- **Seçilen metin**

· · · · ·

Bu hücumda Trabzonspor'un kullandığı taç atışıyla Galatasaray'ın bu topu kazanıp Zaha üzerinden rakip kaleye attığı arasında sadece 13 saniye var. Galatasaray bu 13 saniye içinde hem topu kaptı, hem de dört pasla birinci bölgeden üçüncü bölgeye geçerek rakip kaleye şut atmış oldu.

İkinci örnek, dakika 12,21. Torreira orta sahada faul atışıyla topu hareketlendirip Nelsson'a oynuyor. Nelsson çizgideki Boey ile pas alışverişi yaptıktan sonra önde kendisinden top isteyen Barış Alper Yılmaz'ı uzun topla kaçırıyor. Topu çizgiye doğru kontrol eden Yılmaz merkezdeki Zaha'yı görüyor (aşağıdaki fotoğraf). Onun yere çaptırarak attığı şut Uğurcan Çakır'ın solundan filelere gidiyor.

Bu golü biraz analiz ettiğimizde görülenler şunlar:

Üçüncü örnek, dakika 59,47. Mehmet Aydın'ın sağdan yaptığı bindirmeyi ikinci bölge başında Davinson Sánchez taç çizgisi üzerinde kestikten sonra Kaan Ayhan'a oynuyor, o da gerideki Torreira'ya. Torreira Mertens'le dikine paslaştıktan sonra rakip iki blok arasında kendini gösteren Demirbay'a dikine bir pas atıyor. Blok kıran bu pas sayesinde Galatasaray 3'e 4 hücuma kalkıyor (aşağıdaki fotoğraf).

Sağdan bindiren Boey'nin de desteklediği bu hücumda Demirbay yaklaşık 30 metre topu sürdükten sonra pasını Zaha'ya veriyor. Zaha önündeki Filip Benkoviç'e rağmen sert ve ters köşeye vuruyor (aşağıdaki fotoğraf).

· · · · ·

- **Verilen görev A**
Kayıtlarda "Locate the woman in white hat" içeren satırdan "Locate the umbrella" içeren satıra kadar olan kısmı, iki satır da dahil olmak üzere, "marker" yerine "pin" koyarak yeniden yaz. Geri kalan her şey değişmeden kalsın.

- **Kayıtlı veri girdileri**
· · · · ·

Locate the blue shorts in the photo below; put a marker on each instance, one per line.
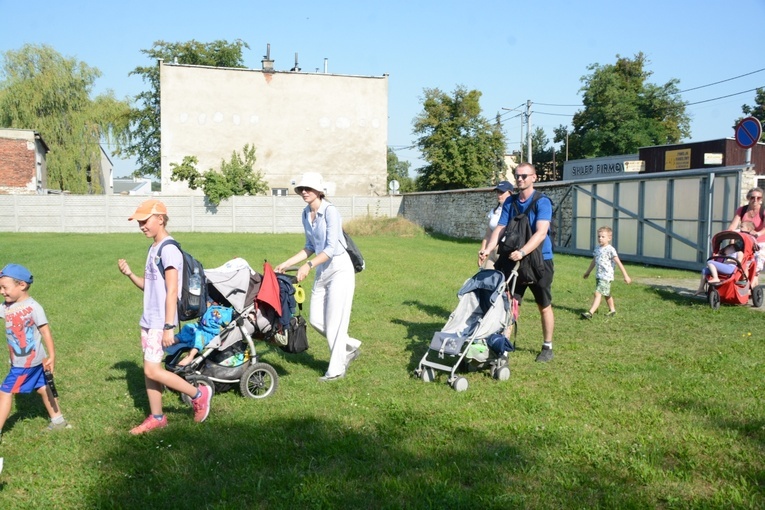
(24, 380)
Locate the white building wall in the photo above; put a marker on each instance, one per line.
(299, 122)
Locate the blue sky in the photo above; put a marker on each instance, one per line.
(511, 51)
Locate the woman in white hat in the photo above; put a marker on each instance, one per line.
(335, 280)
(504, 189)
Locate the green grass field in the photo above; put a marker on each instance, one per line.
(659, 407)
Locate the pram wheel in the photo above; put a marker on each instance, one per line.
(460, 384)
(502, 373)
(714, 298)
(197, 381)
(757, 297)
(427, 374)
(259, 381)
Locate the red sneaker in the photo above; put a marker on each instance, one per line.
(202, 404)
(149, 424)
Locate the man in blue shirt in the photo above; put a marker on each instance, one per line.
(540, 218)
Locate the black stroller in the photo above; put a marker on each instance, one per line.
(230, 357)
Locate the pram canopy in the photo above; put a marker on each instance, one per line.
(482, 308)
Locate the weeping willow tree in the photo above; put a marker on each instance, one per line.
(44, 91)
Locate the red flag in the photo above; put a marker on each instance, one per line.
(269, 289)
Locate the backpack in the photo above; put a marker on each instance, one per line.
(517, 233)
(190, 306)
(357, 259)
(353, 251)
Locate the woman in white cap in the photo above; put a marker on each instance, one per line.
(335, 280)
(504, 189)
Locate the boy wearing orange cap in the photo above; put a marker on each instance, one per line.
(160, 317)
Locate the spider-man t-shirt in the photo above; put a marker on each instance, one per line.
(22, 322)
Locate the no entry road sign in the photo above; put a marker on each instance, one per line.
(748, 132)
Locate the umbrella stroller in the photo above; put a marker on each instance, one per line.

· · · · ·

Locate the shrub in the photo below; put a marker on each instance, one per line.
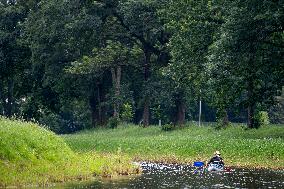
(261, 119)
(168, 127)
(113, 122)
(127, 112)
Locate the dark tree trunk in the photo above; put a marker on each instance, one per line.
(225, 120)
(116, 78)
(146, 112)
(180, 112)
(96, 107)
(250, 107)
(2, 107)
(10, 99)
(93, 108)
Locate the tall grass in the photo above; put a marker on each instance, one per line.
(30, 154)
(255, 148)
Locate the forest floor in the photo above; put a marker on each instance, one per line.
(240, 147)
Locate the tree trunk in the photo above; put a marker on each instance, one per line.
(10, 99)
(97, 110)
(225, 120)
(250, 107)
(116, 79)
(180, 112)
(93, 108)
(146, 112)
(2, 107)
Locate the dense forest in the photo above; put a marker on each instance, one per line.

· · · · ·

- **Verilen görev B**
Maç analizindeki "İkinci örnek, dakika" ifadesinden "kalkıyor (aşağıdaki fotoğraf)." ifadesine kadar olan kısmı hiç değiştirmeden yaz.

- **Eksiksiz yanıt A**
Locate the woman in white hat in the photo above; put a pin on each instance, one per line.
(335, 280)
(504, 189)
Locate the green grass field in the photo above; put a pin on each instance, one per line.
(659, 407)
Locate the pram wheel in the photo above; put a pin on each instance, one per line.
(460, 384)
(502, 373)
(714, 298)
(197, 381)
(757, 297)
(427, 374)
(259, 381)
Locate the red sneaker in the photo above; put a pin on each instance, one per line.
(202, 404)
(149, 424)
Locate the man in blue shirt in the photo above; put a pin on each instance, one per line.
(540, 218)
Locate the black stroller in the photo above; put a pin on each instance, one per line.
(230, 357)
Locate the pram canopy in the photo above; put a pin on each instance, one per line.
(482, 308)
Locate the weeping willow tree in the photo above; put a pin on each instance, one per line.
(44, 91)
Locate the red flag in the photo above; put a pin on each instance, one per line.
(269, 289)
Locate the backpack in the photo above; put a pin on each instance, one per line.
(517, 233)
(190, 306)
(357, 259)
(353, 251)
Locate the woman in white cap in the photo above; put a pin on each instance, one per line.
(335, 280)
(504, 189)
Locate the boy wearing orange cap in the photo above; put a pin on each instance, one per line.
(160, 317)
Locate the spider-man t-shirt in the photo above; put a pin on each instance, one per line.
(22, 322)
Locate the no entry road sign in the photo above; put a pin on each instance, one per line.
(748, 132)
Locate the umbrella stroller in the photo above; put a pin on each instance, one per line.

- **Eksiksiz yanıt B**
İkinci örnek, dakika 12,21. Torreira orta sahada faul atışıyla topu hareketlendirip Nelsson'a oynuyor. Nelsson çizgideki Boey ile pas alışverişi yaptıktan sonra önde kendisinden top isteyen Barış Alper Yılmaz'ı uzun topla kaçırıyor. Topu çizgiye doğru kontrol eden Yılmaz merkezdeki Zaha'yı görüyor (aşağıdaki fotoğraf). Onun yere çaptırarak attığı şut Uğurcan Çakır'ın solundan filelere gidiyor.

Bu golü biraz analiz ettiğimizde görülenler şunlar:

Üçüncü örnek, dakika 59,47. Mehmet Aydın'ın sağdan yaptığı bindirmeyi ikinci bölge başında Davinson Sánchez taç çizgisi üzerinde kestikten sonra Kaan Ayhan'a oynuyor, o da gerideki Torreira'ya. Torreira Mertens'le dikine paslaştıktan sonra rakip iki blok arasında kendini gösteren Demirbay'a dikine bir pas atıyor. Blok kıran bu pas sayesinde Galatasaray 3'e 4 hücuma kalkıyor (aşağıdaki fotoğraf).